:: DIRECTIVES ::
A. The post about Stan Musial describes the people he greeted with his usual phrase. List each kind of person or group it names.
B. Answer these questions from the post about Stan Musial:
(i) Which newspaper filed the story of his death?
(ii) Where in the paper did the link say the story appeared?
(iii) What sound broke the quiet of the house that morning?

:: SELECTION ::
------------------------------------------------------------------------

Sunday, January 20, 2013

What’a Ya Say?



Stan the Man has died and, alone, I shed some significant tears this morning because he was The Man!
by Charlie Leck


“Here stands baseball’s perfect warrior. Here stands baseball’s perfect knight.”

It was there in the newspaper this morning. I opened the local paper’s electronic version on my computer and browsed the front page. There, at the bottom, was the link to a story on the sports page: Stan the Man Musial Dies! [Sports, Page 3]. Appropriately, the story was filed out of St. Louis by the Post-Dispatch.

I’ll tell you this, I didn’t hit the link real quickly. I sat looking at the little headline and I said something like this to myself, “Hmph!”

And then, in the silence of a Minnesota winter morning, in my deathly quiet house with only the sound of a distant dog bark, I heard Stan the Man himself. It was unmistakable.

“What’aya say? What’aya say!”

I think Stan had the little greeting copyrighted. It belonged to him. He owned it. Or perhaps it owned him. It was the way he greeted people – strangers, old friends, a handful of people or a crowded room.

He always fell back on it. He wasn’t a handy speaker. He was edgy around lots of people. He was awkward about his fame and stardom. That little “what’a ya say” seemed to help him out.

------------------------------------------------------------------------

:: DATA LISTING ::
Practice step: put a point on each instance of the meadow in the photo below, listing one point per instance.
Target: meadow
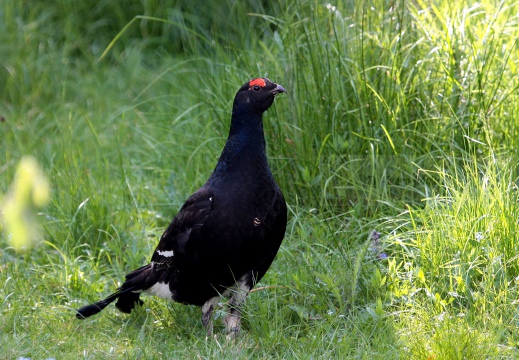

------------------------------------------------------------------------

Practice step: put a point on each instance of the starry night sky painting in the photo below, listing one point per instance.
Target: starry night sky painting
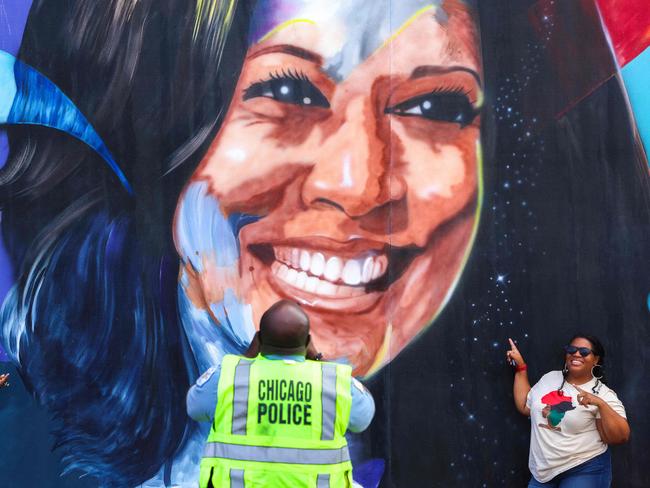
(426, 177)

------------------------------------------------------------------------

:: THE RESPONSES ::
A.
- strangers
- old friends
- a handful of people
- a crowded room

B.
(i) The Post-Dispatch, out of St. Louis.
(ii) Sports, Page 3.
(iii) A distant dog bark.